What to do: What is needed is an exact transcription of every record.

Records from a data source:
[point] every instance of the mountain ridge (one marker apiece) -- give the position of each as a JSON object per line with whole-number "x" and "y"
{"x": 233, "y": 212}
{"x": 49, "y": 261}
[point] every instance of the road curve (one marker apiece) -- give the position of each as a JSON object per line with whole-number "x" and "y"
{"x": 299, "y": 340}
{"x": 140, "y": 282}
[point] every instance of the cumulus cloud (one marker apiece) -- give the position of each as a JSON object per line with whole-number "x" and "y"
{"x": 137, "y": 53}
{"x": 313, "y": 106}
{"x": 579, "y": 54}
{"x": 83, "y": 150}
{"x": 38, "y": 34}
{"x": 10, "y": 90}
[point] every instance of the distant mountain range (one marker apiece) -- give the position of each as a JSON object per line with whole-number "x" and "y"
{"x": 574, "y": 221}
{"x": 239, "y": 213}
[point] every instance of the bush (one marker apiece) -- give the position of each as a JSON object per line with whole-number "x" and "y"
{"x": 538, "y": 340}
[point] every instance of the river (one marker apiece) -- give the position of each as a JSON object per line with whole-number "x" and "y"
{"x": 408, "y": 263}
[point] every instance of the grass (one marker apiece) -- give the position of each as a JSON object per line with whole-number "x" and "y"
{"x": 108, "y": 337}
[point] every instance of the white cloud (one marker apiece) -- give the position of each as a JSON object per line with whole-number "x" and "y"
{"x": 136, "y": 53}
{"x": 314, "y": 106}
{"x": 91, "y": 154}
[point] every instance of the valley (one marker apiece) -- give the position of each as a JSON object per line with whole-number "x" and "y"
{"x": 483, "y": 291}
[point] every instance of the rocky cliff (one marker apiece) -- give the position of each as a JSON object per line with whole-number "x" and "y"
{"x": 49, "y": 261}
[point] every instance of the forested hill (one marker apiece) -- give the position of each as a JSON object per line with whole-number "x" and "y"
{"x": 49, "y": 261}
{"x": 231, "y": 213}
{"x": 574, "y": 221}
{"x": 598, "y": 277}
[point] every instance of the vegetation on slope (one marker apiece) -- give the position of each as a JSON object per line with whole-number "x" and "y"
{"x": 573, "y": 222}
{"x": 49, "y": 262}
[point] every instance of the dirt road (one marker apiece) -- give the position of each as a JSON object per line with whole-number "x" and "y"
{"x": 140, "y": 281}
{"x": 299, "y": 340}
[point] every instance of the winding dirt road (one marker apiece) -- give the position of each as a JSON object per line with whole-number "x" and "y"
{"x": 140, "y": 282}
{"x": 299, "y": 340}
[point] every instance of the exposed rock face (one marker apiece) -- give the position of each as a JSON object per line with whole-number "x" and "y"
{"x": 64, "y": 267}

Problem solution:
[point] every instance of the mountain ridge (one marker apiece) -- give the position of each as a JSON object per line with whole-number "x" and "y"
{"x": 233, "y": 212}
{"x": 49, "y": 261}
[point] every instance of the road curve (one marker apiece) -- give the position of each as a JSON object per line with whole-number "x" and "y"
{"x": 299, "y": 340}
{"x": 140, "y": 282}
[point] every instance of the cumulus cloud (one marker apiece) -- give the position of each as a JSON object per line with whole-number "x" and "y"
{"x": 137, "y": 53}
{"x": 313, "y": 106}
{"x": 579, "y": 54}
{"x": 83, "y": 150}
{"x": 38, "y": 34}
{"x": 10, "y": 90}
[point] every instance of the distant mountain range (one marker apiece) -- give the position of each as a JSON object per line with whole-number "x" and "y"
{"x": 574, "y": 221}
{"x": 239, "y": 213}
[point] every instance of the bush (one marker apiece) -- give the position of each as a JSON object per line with whole-number "x" and "y"
{"x": 538, "y": 340}
[point] every instance of the river (one marker apiece) -- give the position of each as a JSON object per line with whole-number "x" and "y"
{"x": 408, "y": 263}
[point] every instance of the grass (one marker apiece) -- give the position of each as a JSON object per line with whole-number "x" and "y"
{"x": 108, "y": 337}
[point] every instance of the white cloud (one marker apiece) -- give the position of each as a JSON object per line with whole-number "x" and "y"
{"x": 136, "y": 53}
{"x": 314, "y": 106}
{"x": 91, "y": 154}
[point] every instance of the valley (one marker apiece) -- give the position of each as a JSON object per line with whole-number "x" and "y"
{"x": 483, "y": 291}
[point] every instance of the rocky cliff (one marker apiece) -- give the position of each as a JSON object per line with whole-number "x" and "y"
{"x": 49, "y": 261}
[point] every instance of the forested hill (one marker apiece) -- give the position of each as a JSON object per line with whole-number "x" and "y"
{"x": 49, "y": 261}
{"x": 231, "y": 213}
{"x": 574, "y": 221}
{"x": 598, "y": 277}
[point] every instance of the vegetation on slope (one marker apiece) -- give the position of each as a JSON object per line with whole-number "x" and "y"
{"x": 573, "y": 222}
{"x": 49, "y": 262}
[point] every instance of the dirt road (one marker apiece) -- give the position of each as a JSON object per line with whole-number "x" and "y"
{"x": 140, "y": 281}
{"x": 299, "y": 340}
[point] every instance of the winding dirt road (one marker apiece) -- give the position of each as a JSON object per line with whole-number "x" and "y"
{"x": 140, "y": 282}
{"x": 299, "y": 340}
[point] every instance of the exposed rock face (one marker apiece) -- give the position of each as a JSON object per line with whole-number "x" and "y"
{"x": 64, "y": 267}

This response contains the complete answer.